» **Instruction**
Reproduce this passage on James Bond films word for word, starting at "This fixation (perhaps" and ending at "watched the franchise.".

» **Extracted text**
** START **

And I’ve seen The Man with the Golden Gun a dozen or more times, just as I’ve seen most Bond films at least as often. And in the case of 1989’s Licence to Kill, my favorite of them all—and if forced to choose the best entry in a franchise that has no single-best entry, the film that I judge the single-best Bond movie ever released (starring my favorite Bond actor, Timothy Dalton, although I’m a fan of all six men who’ve so far played 007 in the cinema)—probably 25 or 30 times, although I lost count long ago.

This fixation (perhaps obsession or sickness is the better term) occasionally shocks family members, friends, and colleagues, with my marvelous girlfriend, Patricia Thomas, once telling me (perhaps accusing me is the better description) of knowing more about James Bond than anyone who’s ever worked or watched the franchise.
She’s wrong about that final point, as proven by even a brief review of the many 007 fans with YouTube channels devoted to all things Bond (Calvin Dyson’s self-titled channel, Jeroen van den Brom’s DutchBondFan, and David Zaritsky’s The Bond Experience are all worth watching), to say nothing of the plentiful scholarship about Fleming’s long-lived protagonist. Did you know, for instance, that a publication titled The International Journal of James Bond Studies has released one issue every year since 2017? No? Well, all I’ll say is that you’d be well served to read every one of IJJBS’s articles no matter how busy you are.
And despite my familiarity with Bond’s history, I don’t regard myself as a “Bond scholar” despite, way back in 1993 and 1994, writing my undergraduate thesis (for Rhodes College’s Department of English) about Fleming’s Bond novels. This masterpiece bears what, at the time, I considered the terribly clever, punning title “The Marriage Bond,”1 a witticism that should’ve been my last, if you’ll forgive me paraphrasing Auric Goldfinger’s (Gert Frobe’s) comment to Sir Sean Connery’s 007 after strapping James Bond to a table made entirely of gold and pointing at 007’s privates an industrial laser (among the first, if not the first, ever seen in a theatrical film) midway through the movie named after this most iconic of all Bond villains.

** END **

» **Supplied material**
** START **

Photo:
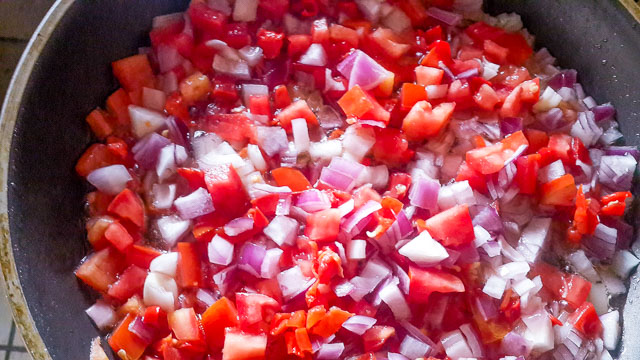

** END **

» **Output for this exercise**
This fixation (perhaps obsession or sickness is the better term) occasionally shocks family members, friends, and colleagues, with my marvelous girlfriend, Patricia Thomas, once telling me (perhaps accusing me is the better description) of knowing more about James Bond than anyone who’s ever worked or watched the franchise.